◆ Written exercise ◆
Turn the stretch of lines below from the one containing "Above is the input. The region detector finds where the blank" through the one containing "311;17;404;97" into a Markdown table with the columns Row and Line. Number each line in Row, put its text in Line, and omit any blank lines.
--
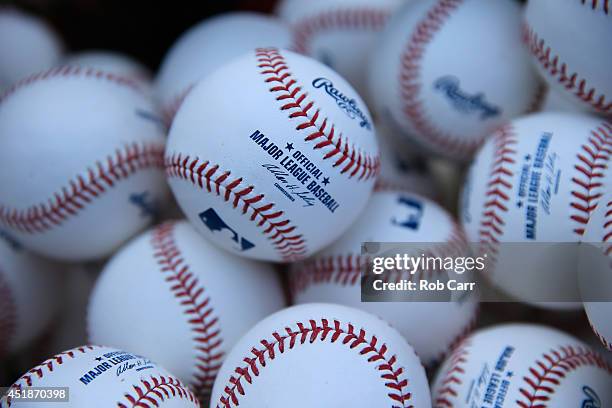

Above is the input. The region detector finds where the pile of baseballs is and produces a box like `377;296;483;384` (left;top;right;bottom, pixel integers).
0;0;612;408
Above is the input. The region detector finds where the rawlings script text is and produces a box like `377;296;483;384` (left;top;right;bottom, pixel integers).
434;75;500;120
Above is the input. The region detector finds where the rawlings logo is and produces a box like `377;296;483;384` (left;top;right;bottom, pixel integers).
198;208;255;252
312;78;372;130
434;75;500;120
580;385;602;408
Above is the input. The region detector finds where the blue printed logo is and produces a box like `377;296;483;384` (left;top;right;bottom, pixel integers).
199;208;255;252
391;197;423;230
312;78;372;130
580;385;602;408
129;191;159;218
434;75;501;120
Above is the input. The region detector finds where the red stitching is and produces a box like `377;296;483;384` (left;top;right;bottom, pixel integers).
256;48;380;180
399;0;484;156
580;0;610;15
478;125;518;262
151;222;225;394
0;143;164;234
589;201;612;351
117;376;200;408
0;65;143;104
293;8;391;54
216;318;414;408
166;153;307;261
570;122;612;235
523;24;612;114
6;346;97;407
434;340;472;408
516;346;612;408
0;270;17;358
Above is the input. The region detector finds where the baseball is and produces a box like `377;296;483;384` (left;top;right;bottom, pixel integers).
87;221;284;394
290;191;478;366
277;0;403;96
369;0;541;161
166;48;379;261
0;6;63;92
0;346;200;408
375;125;439;199
156;12;291;123
460;113;612;308
63;50;151;86
541;88;588;113
0;233;62;358
579;194;612;350
432;324;612;408
210;303;431;408
0;66;167;261
524;0;612;116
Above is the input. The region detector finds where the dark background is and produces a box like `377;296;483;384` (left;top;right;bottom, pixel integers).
0;0;276;72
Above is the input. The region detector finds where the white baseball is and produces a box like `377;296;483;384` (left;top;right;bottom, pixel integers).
0;346;200;408
156;12;291;123
290;191;478;365
369;0;540;161
432;324;612;408
210;303;431;408
87;221;284;394
0;66;167;261
541;88;588;113
524;0;612;116
0;235;63;358
63;50;152;85
0;6;63;92
579;194;612;351
41;262;104;357
461;113;612;308
166;48;379;261
375;125;439;199
277;0;404;97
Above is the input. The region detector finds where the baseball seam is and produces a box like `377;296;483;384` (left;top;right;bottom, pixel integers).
0;65;142;104
478;125;518;262
523;24;612;114
589;201;612;351
399;0;482;156
166;153;307;261
151;222;224;394
516;345;612;408
256;48;380;181
0;270;18;358
117;376;200;408
216;318;414;408
292;8;391;55
0;143;164;234
6;346;97;407
570;122;612;236
434;340;471;408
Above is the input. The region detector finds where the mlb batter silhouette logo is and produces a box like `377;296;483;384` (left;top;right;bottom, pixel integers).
199;208;255;252
391;197;423;230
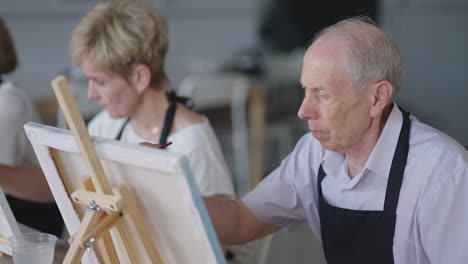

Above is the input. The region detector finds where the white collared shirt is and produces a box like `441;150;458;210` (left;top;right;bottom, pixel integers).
243;104;468;264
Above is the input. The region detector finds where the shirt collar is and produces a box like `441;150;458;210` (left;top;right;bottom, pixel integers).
322;103;403;178
365;103;403;178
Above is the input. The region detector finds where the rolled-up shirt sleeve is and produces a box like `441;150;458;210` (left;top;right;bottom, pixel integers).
242;135;321;230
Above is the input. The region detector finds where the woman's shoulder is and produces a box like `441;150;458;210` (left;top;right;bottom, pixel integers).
173;104;204;134
88;110;126;138
0;82;34;120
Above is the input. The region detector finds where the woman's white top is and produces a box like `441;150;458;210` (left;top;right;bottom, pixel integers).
88;111;235;198
0;81;40;166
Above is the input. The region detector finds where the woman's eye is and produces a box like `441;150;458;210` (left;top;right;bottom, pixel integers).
93;79;104;86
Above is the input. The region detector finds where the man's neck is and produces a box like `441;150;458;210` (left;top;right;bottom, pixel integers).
130;86;169;140
344;104;393;179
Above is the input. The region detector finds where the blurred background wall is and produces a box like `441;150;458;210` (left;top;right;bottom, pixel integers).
0;0;468;263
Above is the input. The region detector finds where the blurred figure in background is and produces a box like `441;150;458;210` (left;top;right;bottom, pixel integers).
0;18;63;236
70;0;234;200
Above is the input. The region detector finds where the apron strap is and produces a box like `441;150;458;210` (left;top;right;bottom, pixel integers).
384;107;410;213
115;90;194;145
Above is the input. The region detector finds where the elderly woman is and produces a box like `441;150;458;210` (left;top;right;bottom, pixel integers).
70;0;234;197
0;18;63;235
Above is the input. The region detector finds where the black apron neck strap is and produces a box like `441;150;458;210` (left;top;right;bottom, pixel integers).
159;102;177;145
115;90;190;145
384;107;411;212
115;99;177;145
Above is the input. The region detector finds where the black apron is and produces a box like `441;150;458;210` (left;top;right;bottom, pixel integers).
5;194;63;237
0;75;64;237
317;108;410;264
115;91;193;145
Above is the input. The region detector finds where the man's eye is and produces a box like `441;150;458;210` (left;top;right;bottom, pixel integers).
93;79;104;86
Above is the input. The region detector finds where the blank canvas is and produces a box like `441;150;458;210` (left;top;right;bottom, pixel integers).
25;122;225;264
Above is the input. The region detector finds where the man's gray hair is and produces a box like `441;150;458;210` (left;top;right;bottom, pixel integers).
311;17;404;97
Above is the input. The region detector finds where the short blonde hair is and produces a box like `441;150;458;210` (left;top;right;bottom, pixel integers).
0;17;18;74
70;0;169;87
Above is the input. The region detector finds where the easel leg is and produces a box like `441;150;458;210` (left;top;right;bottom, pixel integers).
63;211;103;264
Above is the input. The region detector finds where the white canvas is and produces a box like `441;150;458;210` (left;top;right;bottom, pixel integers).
0;188;20;256
25;123;225;264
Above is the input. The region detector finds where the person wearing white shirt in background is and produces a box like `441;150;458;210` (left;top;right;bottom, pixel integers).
0;18;63;236
70;0;235;201
205;17;468;264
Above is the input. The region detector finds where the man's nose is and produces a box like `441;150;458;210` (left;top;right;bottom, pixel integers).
88;80;99;100
297;98;319;120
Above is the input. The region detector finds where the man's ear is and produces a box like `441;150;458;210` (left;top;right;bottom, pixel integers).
370;81;393;117
131;64;151;94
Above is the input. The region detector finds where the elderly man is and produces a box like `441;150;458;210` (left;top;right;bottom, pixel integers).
206;18;468;264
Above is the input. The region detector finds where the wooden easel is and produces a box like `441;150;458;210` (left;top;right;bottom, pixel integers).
51;76;163;264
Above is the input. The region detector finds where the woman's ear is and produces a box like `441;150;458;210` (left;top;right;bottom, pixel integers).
370;81;393;117
131;64;151;94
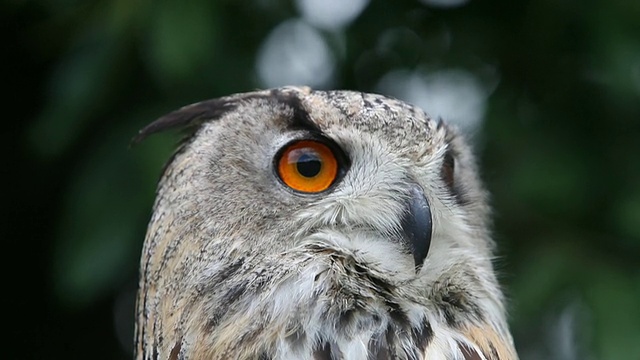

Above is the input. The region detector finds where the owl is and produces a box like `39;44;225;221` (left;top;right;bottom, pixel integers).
135;87;517;360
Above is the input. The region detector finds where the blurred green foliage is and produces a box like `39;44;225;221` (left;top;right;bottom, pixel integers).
6;0;640;360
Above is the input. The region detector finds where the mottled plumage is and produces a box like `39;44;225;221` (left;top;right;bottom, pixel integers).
136;87;517;360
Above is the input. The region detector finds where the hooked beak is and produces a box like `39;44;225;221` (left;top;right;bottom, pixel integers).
402;185;432;273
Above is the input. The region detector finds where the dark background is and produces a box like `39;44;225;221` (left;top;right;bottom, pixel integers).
6;0;640;360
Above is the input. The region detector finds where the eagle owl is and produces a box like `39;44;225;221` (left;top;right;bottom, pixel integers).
135;87;517;360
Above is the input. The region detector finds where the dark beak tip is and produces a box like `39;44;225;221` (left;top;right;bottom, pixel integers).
402;185;432;272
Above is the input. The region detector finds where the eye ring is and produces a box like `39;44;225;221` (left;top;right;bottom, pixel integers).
275;139;340;194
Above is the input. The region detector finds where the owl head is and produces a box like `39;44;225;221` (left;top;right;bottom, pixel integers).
136;87;517;360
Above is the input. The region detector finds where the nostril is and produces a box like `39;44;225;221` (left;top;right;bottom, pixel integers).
402;185;432;272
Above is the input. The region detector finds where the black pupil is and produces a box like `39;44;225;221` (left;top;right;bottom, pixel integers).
296;153;322;178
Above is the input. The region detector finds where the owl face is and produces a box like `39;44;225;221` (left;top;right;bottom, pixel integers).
137;88;515;359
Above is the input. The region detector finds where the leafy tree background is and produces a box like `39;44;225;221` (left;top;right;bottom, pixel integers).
6;0;640;360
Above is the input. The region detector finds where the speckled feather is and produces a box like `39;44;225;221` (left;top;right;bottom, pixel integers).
136;87;517;360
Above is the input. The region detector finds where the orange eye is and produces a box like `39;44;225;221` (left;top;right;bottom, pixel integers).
278;140;338;193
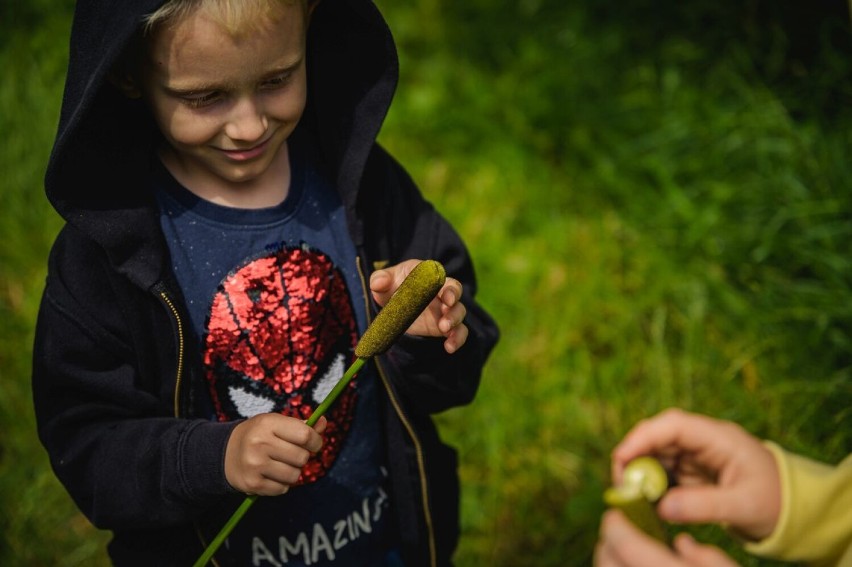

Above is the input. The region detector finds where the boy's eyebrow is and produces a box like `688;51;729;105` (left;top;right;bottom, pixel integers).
162;58;304;96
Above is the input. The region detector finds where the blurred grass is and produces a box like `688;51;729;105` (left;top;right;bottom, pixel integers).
0;0;852;566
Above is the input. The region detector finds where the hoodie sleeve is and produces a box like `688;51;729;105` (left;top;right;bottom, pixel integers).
745;443;852;565
362;147;499;413
33;230;238;529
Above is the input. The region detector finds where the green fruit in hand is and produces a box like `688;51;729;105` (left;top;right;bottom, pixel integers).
604;457;669;542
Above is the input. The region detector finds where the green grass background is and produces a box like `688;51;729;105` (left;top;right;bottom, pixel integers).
0;0;852;566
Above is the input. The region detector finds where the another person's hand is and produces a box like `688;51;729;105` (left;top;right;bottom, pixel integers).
612;409;781;541
225;413;328;496
595;510;737;567
370;260;468;354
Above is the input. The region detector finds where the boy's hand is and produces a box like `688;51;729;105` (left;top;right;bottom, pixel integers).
225;413;328;496
370;260;468;354
612;409;781;540
595;510;737;567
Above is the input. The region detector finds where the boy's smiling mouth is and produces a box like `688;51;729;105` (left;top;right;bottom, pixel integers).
219;137;272;161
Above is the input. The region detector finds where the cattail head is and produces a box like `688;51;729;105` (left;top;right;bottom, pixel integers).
355;260;447;358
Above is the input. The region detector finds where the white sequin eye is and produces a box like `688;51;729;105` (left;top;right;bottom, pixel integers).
228;386;275;417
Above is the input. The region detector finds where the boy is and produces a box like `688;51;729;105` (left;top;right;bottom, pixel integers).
33;0;497;566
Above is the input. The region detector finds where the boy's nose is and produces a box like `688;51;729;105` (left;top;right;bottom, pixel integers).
225;97;269;142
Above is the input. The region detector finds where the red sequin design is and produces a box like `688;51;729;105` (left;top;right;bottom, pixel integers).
203;248;358;484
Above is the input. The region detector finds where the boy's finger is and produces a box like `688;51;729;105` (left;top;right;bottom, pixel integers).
601;510;679;567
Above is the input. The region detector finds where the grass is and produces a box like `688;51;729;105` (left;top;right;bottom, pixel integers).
0;0;852;566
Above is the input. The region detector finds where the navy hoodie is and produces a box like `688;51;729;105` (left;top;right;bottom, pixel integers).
33;0;498;566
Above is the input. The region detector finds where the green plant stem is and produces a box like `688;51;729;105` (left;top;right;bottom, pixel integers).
193;358;369;567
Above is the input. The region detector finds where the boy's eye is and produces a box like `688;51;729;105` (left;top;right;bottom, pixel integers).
181;91;221;108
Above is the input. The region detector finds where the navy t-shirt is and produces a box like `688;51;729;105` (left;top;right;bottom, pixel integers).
154;144;392;566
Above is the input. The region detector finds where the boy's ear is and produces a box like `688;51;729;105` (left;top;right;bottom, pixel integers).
107;71;142;98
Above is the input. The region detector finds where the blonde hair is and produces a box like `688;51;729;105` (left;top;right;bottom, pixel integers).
143;0;306;36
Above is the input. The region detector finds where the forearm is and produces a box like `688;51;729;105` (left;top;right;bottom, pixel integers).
745;443;852;565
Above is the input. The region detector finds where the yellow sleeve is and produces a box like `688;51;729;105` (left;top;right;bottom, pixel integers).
745;442;852;567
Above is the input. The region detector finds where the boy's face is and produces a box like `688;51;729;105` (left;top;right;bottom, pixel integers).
133;2;306;189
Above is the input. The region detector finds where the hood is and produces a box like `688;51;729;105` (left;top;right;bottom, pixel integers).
45;0;398;285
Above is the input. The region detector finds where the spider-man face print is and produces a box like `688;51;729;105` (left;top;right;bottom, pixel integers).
203;247;358;483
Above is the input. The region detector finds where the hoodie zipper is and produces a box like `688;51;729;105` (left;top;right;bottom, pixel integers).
356;257;437;567
157;285;225;567
157;287;186;417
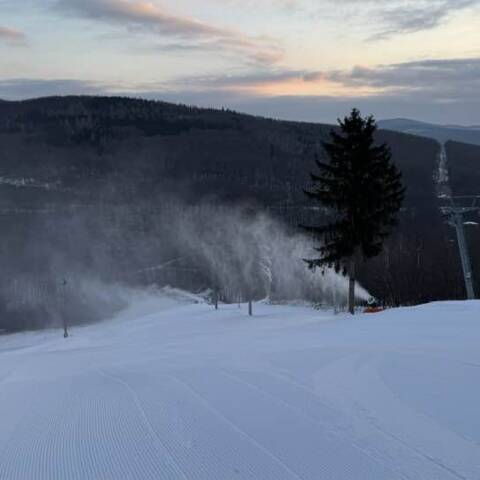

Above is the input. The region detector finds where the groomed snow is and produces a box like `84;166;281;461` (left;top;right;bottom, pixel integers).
0;296;480;480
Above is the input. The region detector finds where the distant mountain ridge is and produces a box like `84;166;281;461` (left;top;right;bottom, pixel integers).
0;96;480;329
378;118;480;145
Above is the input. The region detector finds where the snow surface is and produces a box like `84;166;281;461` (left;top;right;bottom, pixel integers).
0;296;480;480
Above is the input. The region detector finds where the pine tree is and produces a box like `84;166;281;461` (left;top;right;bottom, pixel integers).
303;109;405;315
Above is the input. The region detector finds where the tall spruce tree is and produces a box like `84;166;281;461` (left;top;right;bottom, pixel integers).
303;109;405;315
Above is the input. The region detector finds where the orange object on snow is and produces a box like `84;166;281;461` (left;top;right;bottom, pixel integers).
363;307;384;313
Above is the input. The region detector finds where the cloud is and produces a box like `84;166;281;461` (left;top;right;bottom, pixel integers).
328;58;480;100
0;58;480;124
0;25;27;45
370;0;479;40
55;0;283;63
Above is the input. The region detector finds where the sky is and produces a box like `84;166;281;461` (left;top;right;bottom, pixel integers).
0;0;480;125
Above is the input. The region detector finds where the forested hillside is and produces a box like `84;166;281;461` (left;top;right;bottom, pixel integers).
0;97;478;329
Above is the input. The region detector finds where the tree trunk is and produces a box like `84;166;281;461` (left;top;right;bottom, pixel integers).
348;257;355;315
213;287;218;310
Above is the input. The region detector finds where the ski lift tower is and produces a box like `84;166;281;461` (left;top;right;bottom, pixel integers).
440;195;480;300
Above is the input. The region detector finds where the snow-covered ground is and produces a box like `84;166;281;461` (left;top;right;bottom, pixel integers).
0;297;480;480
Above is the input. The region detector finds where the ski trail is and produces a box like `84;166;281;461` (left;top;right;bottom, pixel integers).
98;370;189;480
434;143;452;198
222;370;412;480
171;376;304;480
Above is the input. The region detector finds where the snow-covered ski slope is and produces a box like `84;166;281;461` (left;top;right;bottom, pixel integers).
0;298;480;480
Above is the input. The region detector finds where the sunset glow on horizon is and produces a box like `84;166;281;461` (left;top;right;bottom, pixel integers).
0;0;480;124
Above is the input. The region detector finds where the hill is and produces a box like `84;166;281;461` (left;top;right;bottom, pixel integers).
379;118;480;145
0;97;476;328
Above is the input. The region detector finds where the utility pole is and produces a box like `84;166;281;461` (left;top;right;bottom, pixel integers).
441;196;480;300
61;278;68;338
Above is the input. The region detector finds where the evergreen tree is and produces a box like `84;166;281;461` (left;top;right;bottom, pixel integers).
303;109;405;314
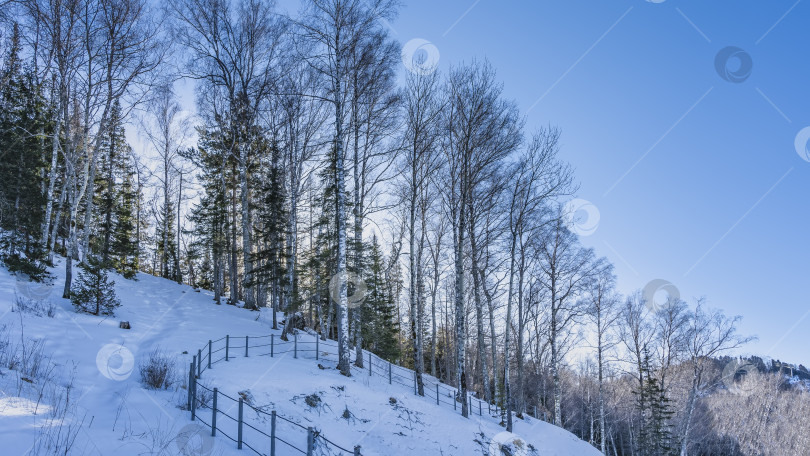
--
◆ Output for this task ◆
| Row | Line |
|---|---|
| 1 | Above is the input. The region detector finds where the blank canvas is and produces a box like `441;150;458;210` (left;top;right;bottom, pixel integers). |
| 2 | 25;122;225;264 |
| 3 | Above is the input. The region detector finds where the man's gray hair is and produces a box like `441;150;458;210` (left;top;right;bottom, pixel integers). |
| 4 | 311;17;404;97 |